Begin with the line in which "Class, indicate each instance of the dry grass field" appears and end with the final line of the entries. Retype each one exactly and add nothing.

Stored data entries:
-=-=-

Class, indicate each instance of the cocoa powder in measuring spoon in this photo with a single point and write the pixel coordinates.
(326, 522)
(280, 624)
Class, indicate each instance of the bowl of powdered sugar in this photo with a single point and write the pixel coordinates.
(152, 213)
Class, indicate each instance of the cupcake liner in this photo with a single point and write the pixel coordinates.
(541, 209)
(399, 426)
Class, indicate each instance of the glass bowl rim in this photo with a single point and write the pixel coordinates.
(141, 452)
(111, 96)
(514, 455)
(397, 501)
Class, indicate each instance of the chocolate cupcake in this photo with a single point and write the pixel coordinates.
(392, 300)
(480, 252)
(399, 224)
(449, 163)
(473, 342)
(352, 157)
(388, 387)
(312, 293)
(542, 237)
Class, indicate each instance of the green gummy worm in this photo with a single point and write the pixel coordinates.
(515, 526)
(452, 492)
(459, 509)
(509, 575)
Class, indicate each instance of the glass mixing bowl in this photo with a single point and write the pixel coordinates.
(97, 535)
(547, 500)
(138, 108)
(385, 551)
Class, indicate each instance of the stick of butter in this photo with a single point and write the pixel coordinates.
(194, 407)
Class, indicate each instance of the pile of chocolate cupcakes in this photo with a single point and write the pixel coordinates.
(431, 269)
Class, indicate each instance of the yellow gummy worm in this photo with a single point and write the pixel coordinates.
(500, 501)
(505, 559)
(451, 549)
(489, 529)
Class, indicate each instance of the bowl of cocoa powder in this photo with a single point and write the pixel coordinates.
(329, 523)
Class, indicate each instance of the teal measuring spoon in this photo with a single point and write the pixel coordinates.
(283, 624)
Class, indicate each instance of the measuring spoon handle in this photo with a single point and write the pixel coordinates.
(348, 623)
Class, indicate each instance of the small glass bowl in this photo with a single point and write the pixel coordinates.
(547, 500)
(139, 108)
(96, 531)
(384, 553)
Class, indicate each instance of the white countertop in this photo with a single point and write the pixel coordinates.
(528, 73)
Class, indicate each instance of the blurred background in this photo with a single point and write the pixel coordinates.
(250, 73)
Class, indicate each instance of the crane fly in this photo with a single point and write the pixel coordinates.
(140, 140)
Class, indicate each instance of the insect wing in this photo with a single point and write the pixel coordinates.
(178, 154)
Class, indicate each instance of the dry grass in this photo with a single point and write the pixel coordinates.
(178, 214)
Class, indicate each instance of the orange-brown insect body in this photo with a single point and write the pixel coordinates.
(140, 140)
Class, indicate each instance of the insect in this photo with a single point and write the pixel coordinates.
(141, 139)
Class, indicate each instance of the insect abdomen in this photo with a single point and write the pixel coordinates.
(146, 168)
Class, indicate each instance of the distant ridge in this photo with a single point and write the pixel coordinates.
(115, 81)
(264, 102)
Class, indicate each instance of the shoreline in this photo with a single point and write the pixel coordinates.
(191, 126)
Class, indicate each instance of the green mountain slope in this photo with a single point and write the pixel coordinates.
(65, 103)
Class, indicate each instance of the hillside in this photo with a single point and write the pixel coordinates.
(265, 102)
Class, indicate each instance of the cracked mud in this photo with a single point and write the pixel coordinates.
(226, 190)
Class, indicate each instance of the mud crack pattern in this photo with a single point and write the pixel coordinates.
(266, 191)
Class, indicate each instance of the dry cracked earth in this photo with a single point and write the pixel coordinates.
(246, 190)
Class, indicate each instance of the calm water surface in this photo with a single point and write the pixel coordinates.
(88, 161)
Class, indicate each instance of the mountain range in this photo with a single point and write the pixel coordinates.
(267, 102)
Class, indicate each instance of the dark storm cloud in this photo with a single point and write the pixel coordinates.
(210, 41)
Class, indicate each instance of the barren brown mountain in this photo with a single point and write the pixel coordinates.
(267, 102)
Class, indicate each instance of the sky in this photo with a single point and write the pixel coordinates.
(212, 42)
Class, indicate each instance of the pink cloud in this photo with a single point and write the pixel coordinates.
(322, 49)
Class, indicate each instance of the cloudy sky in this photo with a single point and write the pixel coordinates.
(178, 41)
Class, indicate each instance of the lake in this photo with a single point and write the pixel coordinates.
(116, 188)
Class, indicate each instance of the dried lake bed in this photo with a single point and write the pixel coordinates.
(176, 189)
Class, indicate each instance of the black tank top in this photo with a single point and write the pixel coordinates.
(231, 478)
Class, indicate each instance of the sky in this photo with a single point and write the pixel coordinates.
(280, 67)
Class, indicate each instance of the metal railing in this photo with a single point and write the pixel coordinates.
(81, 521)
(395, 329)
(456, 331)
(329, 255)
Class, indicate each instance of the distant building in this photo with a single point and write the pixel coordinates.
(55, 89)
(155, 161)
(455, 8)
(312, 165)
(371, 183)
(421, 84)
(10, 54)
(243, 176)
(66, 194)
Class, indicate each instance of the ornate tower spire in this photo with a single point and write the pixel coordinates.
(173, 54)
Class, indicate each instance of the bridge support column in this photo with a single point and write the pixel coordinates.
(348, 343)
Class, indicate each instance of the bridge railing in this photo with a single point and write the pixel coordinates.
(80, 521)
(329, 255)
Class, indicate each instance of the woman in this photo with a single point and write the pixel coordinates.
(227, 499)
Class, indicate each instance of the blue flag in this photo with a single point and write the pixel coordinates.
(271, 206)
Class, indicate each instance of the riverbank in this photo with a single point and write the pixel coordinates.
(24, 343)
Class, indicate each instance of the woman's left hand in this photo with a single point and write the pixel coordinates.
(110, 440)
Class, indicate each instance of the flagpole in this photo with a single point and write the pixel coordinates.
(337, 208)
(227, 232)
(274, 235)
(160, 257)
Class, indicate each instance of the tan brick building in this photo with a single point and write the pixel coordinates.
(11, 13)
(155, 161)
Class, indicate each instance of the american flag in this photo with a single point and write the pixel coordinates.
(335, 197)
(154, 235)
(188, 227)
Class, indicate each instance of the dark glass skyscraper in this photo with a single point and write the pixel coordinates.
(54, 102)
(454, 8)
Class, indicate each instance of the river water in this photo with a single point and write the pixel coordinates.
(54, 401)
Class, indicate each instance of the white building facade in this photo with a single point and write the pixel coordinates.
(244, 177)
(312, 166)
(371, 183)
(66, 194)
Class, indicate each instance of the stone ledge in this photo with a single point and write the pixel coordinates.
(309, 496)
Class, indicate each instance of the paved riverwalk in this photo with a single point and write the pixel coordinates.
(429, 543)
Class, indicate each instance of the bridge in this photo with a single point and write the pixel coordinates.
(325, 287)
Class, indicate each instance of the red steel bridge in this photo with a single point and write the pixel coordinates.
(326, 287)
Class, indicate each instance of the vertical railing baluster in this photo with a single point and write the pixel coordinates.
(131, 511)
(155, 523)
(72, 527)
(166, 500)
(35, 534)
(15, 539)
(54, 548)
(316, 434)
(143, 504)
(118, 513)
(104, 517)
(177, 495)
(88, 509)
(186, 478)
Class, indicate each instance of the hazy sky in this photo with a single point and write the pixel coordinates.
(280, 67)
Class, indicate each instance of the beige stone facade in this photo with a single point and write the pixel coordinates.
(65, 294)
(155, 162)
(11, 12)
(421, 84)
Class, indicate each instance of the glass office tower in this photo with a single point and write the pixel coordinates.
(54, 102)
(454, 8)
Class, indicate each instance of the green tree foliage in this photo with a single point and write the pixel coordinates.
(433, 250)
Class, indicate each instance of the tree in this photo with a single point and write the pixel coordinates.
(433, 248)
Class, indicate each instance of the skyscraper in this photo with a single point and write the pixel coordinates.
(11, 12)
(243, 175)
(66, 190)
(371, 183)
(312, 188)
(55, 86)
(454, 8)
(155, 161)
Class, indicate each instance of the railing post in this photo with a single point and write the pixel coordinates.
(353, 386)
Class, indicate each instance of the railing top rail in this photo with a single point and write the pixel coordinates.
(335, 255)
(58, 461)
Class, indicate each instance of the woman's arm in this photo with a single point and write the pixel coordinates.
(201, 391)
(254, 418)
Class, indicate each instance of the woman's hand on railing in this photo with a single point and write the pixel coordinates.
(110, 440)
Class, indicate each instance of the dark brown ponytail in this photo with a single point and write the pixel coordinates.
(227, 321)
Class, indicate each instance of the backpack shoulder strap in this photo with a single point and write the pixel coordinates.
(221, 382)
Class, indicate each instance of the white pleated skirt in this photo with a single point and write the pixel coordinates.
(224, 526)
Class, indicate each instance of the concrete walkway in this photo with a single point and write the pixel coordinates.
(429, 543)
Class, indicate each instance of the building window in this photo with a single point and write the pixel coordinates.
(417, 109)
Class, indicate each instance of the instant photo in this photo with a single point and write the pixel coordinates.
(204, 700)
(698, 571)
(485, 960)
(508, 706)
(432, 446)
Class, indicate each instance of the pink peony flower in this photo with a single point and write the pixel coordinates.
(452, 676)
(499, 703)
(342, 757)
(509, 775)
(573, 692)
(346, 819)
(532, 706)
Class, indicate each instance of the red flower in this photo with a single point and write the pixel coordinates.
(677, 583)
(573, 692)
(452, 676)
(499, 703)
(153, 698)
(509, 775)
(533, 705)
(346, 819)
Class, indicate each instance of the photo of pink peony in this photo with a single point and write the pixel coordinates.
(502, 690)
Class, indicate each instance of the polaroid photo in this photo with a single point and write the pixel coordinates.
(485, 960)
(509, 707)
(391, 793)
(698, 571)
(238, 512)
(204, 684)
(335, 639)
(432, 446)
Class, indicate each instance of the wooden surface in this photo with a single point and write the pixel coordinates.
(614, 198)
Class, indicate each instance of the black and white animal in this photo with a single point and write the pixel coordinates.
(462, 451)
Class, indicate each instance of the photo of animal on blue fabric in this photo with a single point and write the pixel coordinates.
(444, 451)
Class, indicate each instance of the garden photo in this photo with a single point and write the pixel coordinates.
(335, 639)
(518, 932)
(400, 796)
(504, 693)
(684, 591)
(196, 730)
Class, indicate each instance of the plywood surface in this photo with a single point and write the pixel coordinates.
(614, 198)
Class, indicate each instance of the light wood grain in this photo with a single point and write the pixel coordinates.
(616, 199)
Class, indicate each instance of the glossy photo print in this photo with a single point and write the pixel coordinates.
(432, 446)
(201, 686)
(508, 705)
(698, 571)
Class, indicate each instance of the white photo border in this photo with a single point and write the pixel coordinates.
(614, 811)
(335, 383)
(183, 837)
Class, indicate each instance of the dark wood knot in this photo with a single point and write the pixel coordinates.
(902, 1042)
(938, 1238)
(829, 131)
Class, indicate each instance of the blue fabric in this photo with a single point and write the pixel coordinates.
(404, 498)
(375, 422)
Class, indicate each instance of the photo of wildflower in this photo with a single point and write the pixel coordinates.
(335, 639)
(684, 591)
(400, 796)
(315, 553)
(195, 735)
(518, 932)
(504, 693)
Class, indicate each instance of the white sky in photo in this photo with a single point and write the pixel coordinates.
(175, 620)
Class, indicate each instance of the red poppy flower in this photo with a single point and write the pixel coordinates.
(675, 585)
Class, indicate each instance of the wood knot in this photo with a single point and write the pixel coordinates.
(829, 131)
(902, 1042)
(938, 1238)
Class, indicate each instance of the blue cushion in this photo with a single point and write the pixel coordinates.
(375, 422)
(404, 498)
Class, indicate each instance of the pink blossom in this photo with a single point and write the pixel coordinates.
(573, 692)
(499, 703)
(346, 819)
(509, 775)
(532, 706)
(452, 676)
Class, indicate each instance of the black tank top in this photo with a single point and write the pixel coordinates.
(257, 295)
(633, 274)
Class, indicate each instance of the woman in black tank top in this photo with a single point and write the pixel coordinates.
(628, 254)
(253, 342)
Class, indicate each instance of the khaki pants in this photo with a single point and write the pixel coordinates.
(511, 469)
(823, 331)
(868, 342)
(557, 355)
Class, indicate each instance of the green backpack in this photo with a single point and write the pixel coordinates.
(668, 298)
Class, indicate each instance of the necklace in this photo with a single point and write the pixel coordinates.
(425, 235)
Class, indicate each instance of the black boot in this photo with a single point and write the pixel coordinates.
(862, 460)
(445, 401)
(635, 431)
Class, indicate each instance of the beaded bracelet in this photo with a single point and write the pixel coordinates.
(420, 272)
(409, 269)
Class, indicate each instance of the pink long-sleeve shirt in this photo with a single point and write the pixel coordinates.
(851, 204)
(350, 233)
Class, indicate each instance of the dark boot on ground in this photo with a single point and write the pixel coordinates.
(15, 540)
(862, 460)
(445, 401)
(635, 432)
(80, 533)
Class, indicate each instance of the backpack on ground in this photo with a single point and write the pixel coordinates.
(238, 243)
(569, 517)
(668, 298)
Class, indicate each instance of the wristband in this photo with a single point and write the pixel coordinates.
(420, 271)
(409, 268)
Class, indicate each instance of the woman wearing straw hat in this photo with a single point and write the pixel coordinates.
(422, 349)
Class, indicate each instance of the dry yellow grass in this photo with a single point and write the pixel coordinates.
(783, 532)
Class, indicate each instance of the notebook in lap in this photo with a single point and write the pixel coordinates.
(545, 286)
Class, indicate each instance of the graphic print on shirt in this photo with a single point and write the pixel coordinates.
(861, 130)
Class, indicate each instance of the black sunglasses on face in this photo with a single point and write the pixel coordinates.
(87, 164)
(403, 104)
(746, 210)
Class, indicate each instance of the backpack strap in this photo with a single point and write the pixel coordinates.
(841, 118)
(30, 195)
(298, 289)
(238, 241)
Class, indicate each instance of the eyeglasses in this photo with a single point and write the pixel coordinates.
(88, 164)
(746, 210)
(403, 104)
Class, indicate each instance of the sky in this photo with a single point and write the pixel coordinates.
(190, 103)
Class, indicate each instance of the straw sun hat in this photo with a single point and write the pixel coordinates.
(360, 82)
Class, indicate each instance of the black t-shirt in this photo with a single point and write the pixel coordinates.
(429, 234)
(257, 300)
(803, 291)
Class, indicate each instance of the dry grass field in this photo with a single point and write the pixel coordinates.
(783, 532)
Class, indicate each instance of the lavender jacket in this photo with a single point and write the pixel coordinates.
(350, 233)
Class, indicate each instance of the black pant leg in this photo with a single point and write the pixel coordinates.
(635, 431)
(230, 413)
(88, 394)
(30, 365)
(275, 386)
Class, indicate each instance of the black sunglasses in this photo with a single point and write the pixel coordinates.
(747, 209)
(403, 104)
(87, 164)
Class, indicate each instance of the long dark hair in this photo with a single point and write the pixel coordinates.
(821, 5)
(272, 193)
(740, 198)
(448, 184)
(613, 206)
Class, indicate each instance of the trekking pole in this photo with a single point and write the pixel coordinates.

-=-=-

ANSWER BOX
Class, indicate each instance of the dry grass field in this photo with a single point and write the pixel coordinates.
(783, 532)
Class, indicate each instance of the lavender jacket in this photo with a single point and write the pixel coordinates.
(350, 233)
Class, indicate each instance of the black pant leg in this photo with a single point and write the pixel coordinates.
(635, 431)
(230, 413)
(88, 394)
(30, 365)
(275, 386)
Class, indicate each instance of the black sunglasses in this photo with a single point and write the pixel coordinates.
(747, 209)
(403, 104)
(87, 164)
Class, indicate each instance of the long dark hair in this photo with a single point and write the pixel coordinates.
(821, 5)
(272, 193)
(740, 198)
(448, 184)
(613, 206)
Class, indicate each instance of the trekking pole in this photo with a single point and write the pixel coordinates.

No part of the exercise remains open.